**Texto de origem**
========

Por dois mil anos, desde que o mundo ocidental se submeteu à estranha doutrina do Cristianismo, nada mais perigoso, complicado, complexo e difícil do que recolocar o sagrado, o divino, o espiritual, no corpo, no desejo, no prazer e no sexo.

O que se conhece por aqui é a prática do Tantra que preconiza, além das posições para o ato sexual, o consumo de vinho (outro tópico) e carne, o que contradiz essa nova religião (igualmente estranha e importada), o vegetarianismo. Como a própria prática indica, há controle consciente do corpo, o ato sexual é a ferramenta para alcançar a transcendência e a comunhão com o divino.

Entretanto, antes de ascender a sua Kundalini, o bom senso recomenda preparações e regras, a menos que queira ser preso. O ambiente deve ser confortável e adequado. Caso haja mais de um participante, assegure-se que o/a(s) parceiro/a(s) está(ão) ciente e de acordo com os exercícios. Esta recomendação deve ser redobrada quando o contato sexual se der com algum espírito, entidade ou Deus/a(s).

Existem diversos livros de e sobre o tantra para serem consultados, então a minha recomendação final é que não se deve utilizar seu caminho espiritual como desculpa ou explicação para atos de violência (ou abuso) física e sexual. Segurança e consentimento são mandatórios. O intuito é o de recolocar o corpo e o sexo como ferramentas na busca pelo divino, não devem ser apropriados ou distorcidos para atender a agendas pessoais ou políticas.

========

**Tarefas a realizar**
**A)** De acordo com o texto sobre o Tantra, o que essa prática preconiza além das posições para o ato sexual?
**B)** Dê a continuação do texto sobre o Tantra, começando logo após a sua última frase.
Não é preciso consultar os registros.

(Registros de dados armazenados)
========

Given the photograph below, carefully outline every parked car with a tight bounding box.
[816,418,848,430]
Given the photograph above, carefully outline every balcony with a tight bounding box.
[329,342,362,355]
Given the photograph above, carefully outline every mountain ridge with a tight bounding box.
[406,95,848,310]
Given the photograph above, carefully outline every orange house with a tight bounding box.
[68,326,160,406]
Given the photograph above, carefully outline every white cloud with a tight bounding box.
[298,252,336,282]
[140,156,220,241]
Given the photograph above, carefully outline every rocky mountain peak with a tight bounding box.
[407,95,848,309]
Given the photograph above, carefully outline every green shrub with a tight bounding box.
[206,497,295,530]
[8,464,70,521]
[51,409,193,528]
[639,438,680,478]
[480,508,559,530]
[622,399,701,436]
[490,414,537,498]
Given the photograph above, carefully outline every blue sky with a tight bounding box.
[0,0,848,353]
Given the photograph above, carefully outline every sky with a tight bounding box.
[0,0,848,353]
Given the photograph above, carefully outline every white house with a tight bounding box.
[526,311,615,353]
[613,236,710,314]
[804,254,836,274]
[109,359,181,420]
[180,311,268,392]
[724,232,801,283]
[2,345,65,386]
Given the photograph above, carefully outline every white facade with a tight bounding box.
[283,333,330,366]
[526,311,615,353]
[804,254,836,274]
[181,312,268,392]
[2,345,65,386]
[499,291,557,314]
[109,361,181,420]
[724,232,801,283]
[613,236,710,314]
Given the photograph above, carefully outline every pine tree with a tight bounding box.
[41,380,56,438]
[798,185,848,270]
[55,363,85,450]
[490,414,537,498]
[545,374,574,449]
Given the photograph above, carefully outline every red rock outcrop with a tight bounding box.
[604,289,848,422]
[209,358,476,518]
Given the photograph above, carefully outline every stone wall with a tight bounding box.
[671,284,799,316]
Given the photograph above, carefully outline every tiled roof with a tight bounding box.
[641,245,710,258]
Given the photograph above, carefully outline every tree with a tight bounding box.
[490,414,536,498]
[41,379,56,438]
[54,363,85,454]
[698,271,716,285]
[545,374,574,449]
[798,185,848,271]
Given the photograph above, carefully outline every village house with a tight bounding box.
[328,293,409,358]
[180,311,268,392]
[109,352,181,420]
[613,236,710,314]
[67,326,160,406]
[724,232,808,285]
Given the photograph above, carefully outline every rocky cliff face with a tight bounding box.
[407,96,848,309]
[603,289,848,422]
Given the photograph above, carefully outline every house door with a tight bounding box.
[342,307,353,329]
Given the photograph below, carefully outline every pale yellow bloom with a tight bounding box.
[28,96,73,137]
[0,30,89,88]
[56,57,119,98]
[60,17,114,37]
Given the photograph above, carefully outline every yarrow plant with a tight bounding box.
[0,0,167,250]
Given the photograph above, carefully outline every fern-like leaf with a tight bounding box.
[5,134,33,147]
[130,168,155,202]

========

**Respostas por tarefa**
**A)** O consumo de vinho e carne.

**B)**
Via do Psicoativo

Existem duas substâncias que são toleradas na sociedade contemporânea, muito embora tenham perdido muito de seu status e tenham sido constrangidas: cigarro e álcool. Curiosa e paradoxalmente, o consumo de maconha e derivados têm encontrado brechas nesta estranha e dúbia moral da sociedade. Mas algumas substâncias são encobertas por estereótipos e preconceitos que turvam o conhecimento. Existem alguns caminhos e práticas espirituais que se utilizam de substâncias enteógenas para o despertar e até a cura da humanidade.

O tabaco era, originalmente, utilizado nas Américas, por inúmeras culturas antes da colonização européia, no Culto aos Ancestrais. Eu posso citar o uso de cactus (mezcal), ervas (sálvia), raízes (jurema), folhas (coca, cannabis) e cogumelos. De vez em quando se fala no Santo Daime unicamente por usar ayahuasca. Essas substâncias e seu uso devem ser descriminalizadas, ressacralizadas, recolocadas no ato ritualístico. Isso nos leva à necessidade de uma estrutura, de um lugar adequado, de uma liturgia, de um grupo e de um sacerdócio.
Na qualidade de quem teve a sorte de conhecer e experimentar o que eu chamo de maná índigo, a presença de um facilitador, de uma pessoa experiente, ficou evidente. A alteração do estado da mente, induzida por um psicoativo, nos leva a questionar a realidade, bem como a percepção dela.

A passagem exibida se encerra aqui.